- _Objectif_:
Modifiez les données ci-dessous en remplaçant partout « place a dot » par « put a mark », sans rien changer d'autre, puis recopiez-les en entier.

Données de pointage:
──────────────────────────────
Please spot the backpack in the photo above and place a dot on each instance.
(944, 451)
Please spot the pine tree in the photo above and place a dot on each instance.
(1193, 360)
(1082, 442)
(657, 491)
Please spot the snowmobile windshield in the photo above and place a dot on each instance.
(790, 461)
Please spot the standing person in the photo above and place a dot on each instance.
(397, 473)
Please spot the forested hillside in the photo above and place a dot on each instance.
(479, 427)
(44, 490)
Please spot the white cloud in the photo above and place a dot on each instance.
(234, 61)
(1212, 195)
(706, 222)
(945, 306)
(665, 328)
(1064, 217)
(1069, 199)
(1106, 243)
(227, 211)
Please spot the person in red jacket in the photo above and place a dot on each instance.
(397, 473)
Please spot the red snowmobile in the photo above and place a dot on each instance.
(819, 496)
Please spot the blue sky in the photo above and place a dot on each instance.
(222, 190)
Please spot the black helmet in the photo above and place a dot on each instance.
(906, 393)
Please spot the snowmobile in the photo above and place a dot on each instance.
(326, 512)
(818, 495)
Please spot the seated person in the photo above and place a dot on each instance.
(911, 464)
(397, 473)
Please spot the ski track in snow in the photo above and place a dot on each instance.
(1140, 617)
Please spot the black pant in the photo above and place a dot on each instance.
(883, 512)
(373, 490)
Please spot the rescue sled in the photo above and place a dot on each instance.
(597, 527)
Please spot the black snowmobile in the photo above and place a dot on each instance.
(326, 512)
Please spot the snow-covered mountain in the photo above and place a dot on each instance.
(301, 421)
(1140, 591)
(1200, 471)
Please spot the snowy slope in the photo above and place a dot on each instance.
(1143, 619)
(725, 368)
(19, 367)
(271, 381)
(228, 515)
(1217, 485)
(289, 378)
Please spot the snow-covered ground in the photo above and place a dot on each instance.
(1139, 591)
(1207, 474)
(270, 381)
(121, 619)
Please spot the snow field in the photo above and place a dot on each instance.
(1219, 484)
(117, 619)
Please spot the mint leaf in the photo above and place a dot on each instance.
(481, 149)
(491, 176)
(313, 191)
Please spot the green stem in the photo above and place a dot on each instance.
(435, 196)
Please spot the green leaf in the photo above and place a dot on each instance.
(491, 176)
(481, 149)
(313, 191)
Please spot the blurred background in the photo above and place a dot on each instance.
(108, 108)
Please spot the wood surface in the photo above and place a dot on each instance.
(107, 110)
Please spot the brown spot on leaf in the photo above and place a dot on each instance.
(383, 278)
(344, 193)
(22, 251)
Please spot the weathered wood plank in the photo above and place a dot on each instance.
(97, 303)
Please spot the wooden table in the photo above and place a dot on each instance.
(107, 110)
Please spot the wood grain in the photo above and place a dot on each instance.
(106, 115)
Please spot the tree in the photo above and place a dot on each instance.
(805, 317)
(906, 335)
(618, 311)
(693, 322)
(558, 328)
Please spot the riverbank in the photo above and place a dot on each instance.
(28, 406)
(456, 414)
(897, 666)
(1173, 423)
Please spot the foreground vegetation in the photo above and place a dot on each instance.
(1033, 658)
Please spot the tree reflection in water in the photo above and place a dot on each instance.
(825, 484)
──────────────────────────────
- _Solution_:
Please spot the backpack in the photo above and put a mark on each instance.
(944, 451)
Please spot the pine tree in the photo above and put a mark on each instance.
(1193, 360)
(1082, 442)
(657, 491)
Please spot the snowmobile windshield in the photo above and put a mark on each instance.
(790, 461)
Please spot the standing person in the photo above and put a mark on each instance.
(397, 473)
Please spot the forested hillside in the photo above and put a mark on each instance.
(479, 427)
(44, 490)
Please spot the white cloud in the photo above and put a mark on each instance.
(234, 61)
(1212, 195)
(706, 222)
(945, 306)
(665, 328)
(1064, 217)
(1069, 199)
(1106, 243)
(227, 211)
Please spot the person in red jacket in the photo above and put a mark on each instance.
(397, 473)
Please spot the red snowmobile in the photo above and put a mark on each instance.
(819, 496)
Please spot the blue sky in the photo above and put a mark on each instance.
(222, 190)
Please spot the black helmet in the photo above and put a mark on each instance.
(906, 393)
Please spot the snowmobile in the photo above and put a mark on each instance.
(326, 512)
(818, 495)
Please spot the seated person in the photo above and put a mark on each instance.
(911, 464)
(397, 473)
Please spot the ski track in snow in the photo above and put a mark on each instance.
(1140, 617)
Please spot the black pant in the photo above and put a mark on each instance.
(883, 512)
(373, 490)
Please spot the rescue sled in the photo above and put a mark on each instance.
(597, 527)
Please spot the black snowmobile in the photo above and put a mark on each instance.
(326, 512)
Please spot the snow-covered mountain in the photo above and put a mark on each instance.
(301, 421)
(1140, 591)
(1200, 471)
Please spot the snowy slope in the photo above and put a mark on each instance.
(1143, 619)
(725, 368)
(19, 367)
(271, 381)
(228, 515)
(1217, 485)
(289, 378)
Please spot the snow-covered ground in the photo above and put a mark on each instance.
(1139, 591)
(1207, 474)
(270, 381)
(121, 619)
Please spot the snow field in the photo above and put a mark on each instance.
(1219, 484)
(117, 619)
Please spot the mint leaf in the photo above and put a mark on each instance.
(481, 149)
(491, 176)
(313, 191)
Please spot the green stem in the photo above and put a mark on each instance.
(435, 196)
Please spot the green leaf in the photo above and put a mark on each instance.
(491, 176)
(481, 149)
(313, 191)
Please spot the blurred background in the photo above and put a mark on each instance.
(108, 108)
Please spot the wood surface in the photo above and put a mark on each instance.
(107, 110)
Please spot the brown spot on leaf in the photo above and put a mark on each instance.
(383, 278)
(344, 193)
(22, 251)
Please spot the weathered wood plank in the photo above and put a mark on each instance.
(97, 303)
Please spot the wooden table in the photo above and put a mark on each instance.
(107, 110)
Please spot the wood grain in the photo above and put a mark on each instance.
(106, 115)
Please spot the tree in the photo above and put a mark on each instance.
(805, 317)
(906, 335)
(618, 311)
(693, 322)
(558, 328)
Please spot the riverbank in the photo above and put a mark on each instance.
(28, 406)
(456, 414)
(897, 666)
(1173, 423)
Please spot the foreground vegetation in the photo above and put a mark on each instance.
(1033, 658)
Please spot the tree reflection in water in the photo above and put a mark on each instance.
(825, 484)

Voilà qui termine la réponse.